_Text block_.
---

‘You are always hunting down people on the track’: How to win gold for Ireland in your 70s

It’s never too late to compete, as Irish participants in the World Masters Athletics prove with their haul of medals

“When I run at this age, it feels the same as ever,” says 78-year-old John MacDermott, a hurdler for Ireland in his 20s and now a world champion in masters athletics. “If people didn’t time you and take pictures of you, you would have the illusion you’re going just as fast but of course you’re not.”

The Co Sligo grandfather is testament to the saying “you’re as old as you feel”. He won gold medals in both the 300m hurdles and the 4x100m relay for over-75s at this summer’s World Masters Athletics in Tampere, Finland, where he was the oldest of the 87 Irish athletes competing, bringing home 20 gold, 15 silver and 17 bronze medals between them. Master athletes must be over 35 years old and they compete in categories that span the 35-100 age range in five-year increments, ie John was racing against men aged 75-79.

---

_Dataset_.
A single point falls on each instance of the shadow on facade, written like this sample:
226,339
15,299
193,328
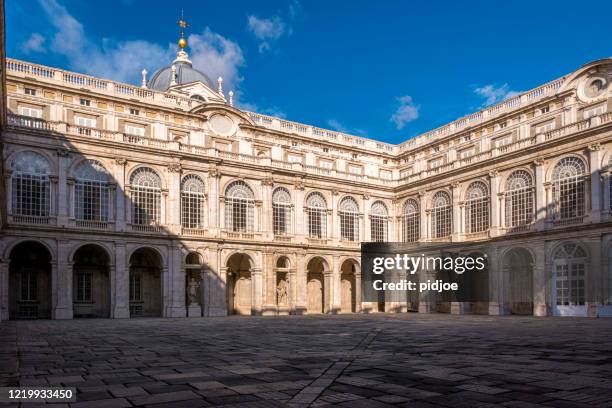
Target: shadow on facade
102,264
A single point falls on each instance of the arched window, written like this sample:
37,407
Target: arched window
239,207
477,207
569,188
316,214
411,221
441,215
379,222
192,202
145,188
569,263
281,211
30,185
348,212
519,199
92,193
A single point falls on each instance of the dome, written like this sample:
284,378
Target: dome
185,73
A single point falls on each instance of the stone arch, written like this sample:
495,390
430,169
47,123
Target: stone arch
349,271
30,280
517,271
91,280
569,261
316,300
554,163
239,267
146,265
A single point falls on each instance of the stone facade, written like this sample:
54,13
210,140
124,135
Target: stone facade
123,201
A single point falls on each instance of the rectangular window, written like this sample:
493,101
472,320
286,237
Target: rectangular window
355,169
83,289
596,111
134,130
85,122
545,127
135,287
29,285
31,112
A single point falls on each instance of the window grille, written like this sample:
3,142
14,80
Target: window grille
239,207
316,214
379,222
83,289
135,287
411,221
92,193
569,269
441,215
30,185
281,211
29,285
146,197
348,212
519,199
477,207
569,188
192,202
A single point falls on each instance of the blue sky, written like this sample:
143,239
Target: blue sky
387,70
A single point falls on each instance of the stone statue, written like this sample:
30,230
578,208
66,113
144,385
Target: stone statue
192,291
281,292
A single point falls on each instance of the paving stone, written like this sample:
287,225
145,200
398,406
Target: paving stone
409,360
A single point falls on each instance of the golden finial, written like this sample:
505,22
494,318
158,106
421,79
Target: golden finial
183,24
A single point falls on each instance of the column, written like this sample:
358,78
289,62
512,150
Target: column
366,235
269,280
427,299
301,283
256,291
213,200
173,217
328,283
62,288
121,194
175,279
540,195
494,186
541,269
424,217
456,233
336,286
596,196
4,283
120,284
266,214
62,185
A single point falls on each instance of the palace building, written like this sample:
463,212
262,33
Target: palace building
167,200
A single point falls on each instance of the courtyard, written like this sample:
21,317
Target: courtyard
378,360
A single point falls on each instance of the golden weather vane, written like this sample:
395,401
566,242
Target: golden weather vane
182,24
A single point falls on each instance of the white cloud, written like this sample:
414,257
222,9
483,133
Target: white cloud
336,125
34,44
268,30
123,60
217,56
265,30
493,94
405,113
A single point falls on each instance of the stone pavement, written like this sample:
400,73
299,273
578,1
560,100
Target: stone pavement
407,360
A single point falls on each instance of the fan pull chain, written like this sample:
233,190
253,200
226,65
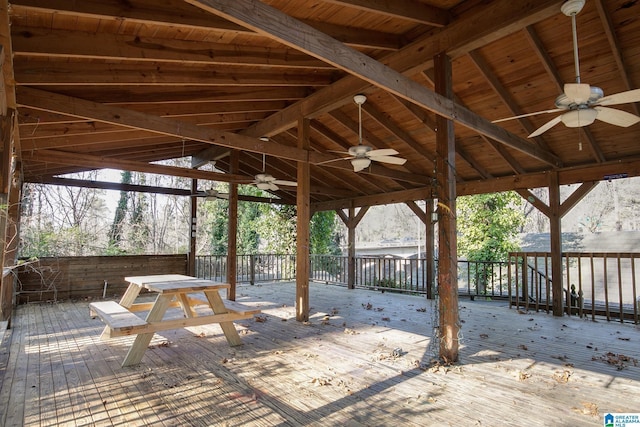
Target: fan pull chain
576,60
359,124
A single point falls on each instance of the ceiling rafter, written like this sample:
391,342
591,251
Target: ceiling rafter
500,149
357,181
398,132
548,65
365,68
491,78
615,49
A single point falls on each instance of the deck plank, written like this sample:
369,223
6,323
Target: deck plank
339,369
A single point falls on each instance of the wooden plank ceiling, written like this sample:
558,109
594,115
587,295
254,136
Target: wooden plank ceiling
112,84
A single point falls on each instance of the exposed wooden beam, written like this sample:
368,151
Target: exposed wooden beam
117,186
34,42
173,13
273,23
46,73
577,195
535,201
468,32
49,101
7,93
614,44
374,200
490,77
404,9
547,63
570,175
101,162
398,132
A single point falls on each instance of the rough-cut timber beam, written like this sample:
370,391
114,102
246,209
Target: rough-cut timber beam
46,73
571,175
31,42
291,32
172,13
49,101
374,200
68,182
101,162
404,9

---

_Action item 1_. In the masters athletics article, why did John MacDermott race against men aged 75-79?
_Action item 2_. According to the masters athletics article, how many Irish athletes competed at the World Masters Athletics in Tampere?
_Action item 3_. Return the passage of the masters athletics article between "The Co Sligo" and "men aged 75-79.", inclusive.

_Task solution 1_. Masters athletes compete in categories that cover the 35-100 age range in five-year increments. At 78, MacDermott fell into the 75-79 category.

_Task solution 2_. 87 Irish athletes competed.

_Task solution 3_.
The Co Sligo grandfather is testament to the saying “you’re as old as you feel”. He won gold medals in both the 300m hurdles and the 4x100m relay for over-75s at this summer’s World Masters Athletics in Tampere, Finland, where he was the oldest of the 87 Irish athletes competing, bringing home 20 gold, 15 silver and 17 bronze medals between them. Master athletes must be over 35 years old and they compete in categories that span the 35-100 age range in five-year increments, ie John was racing against men aged 75-79.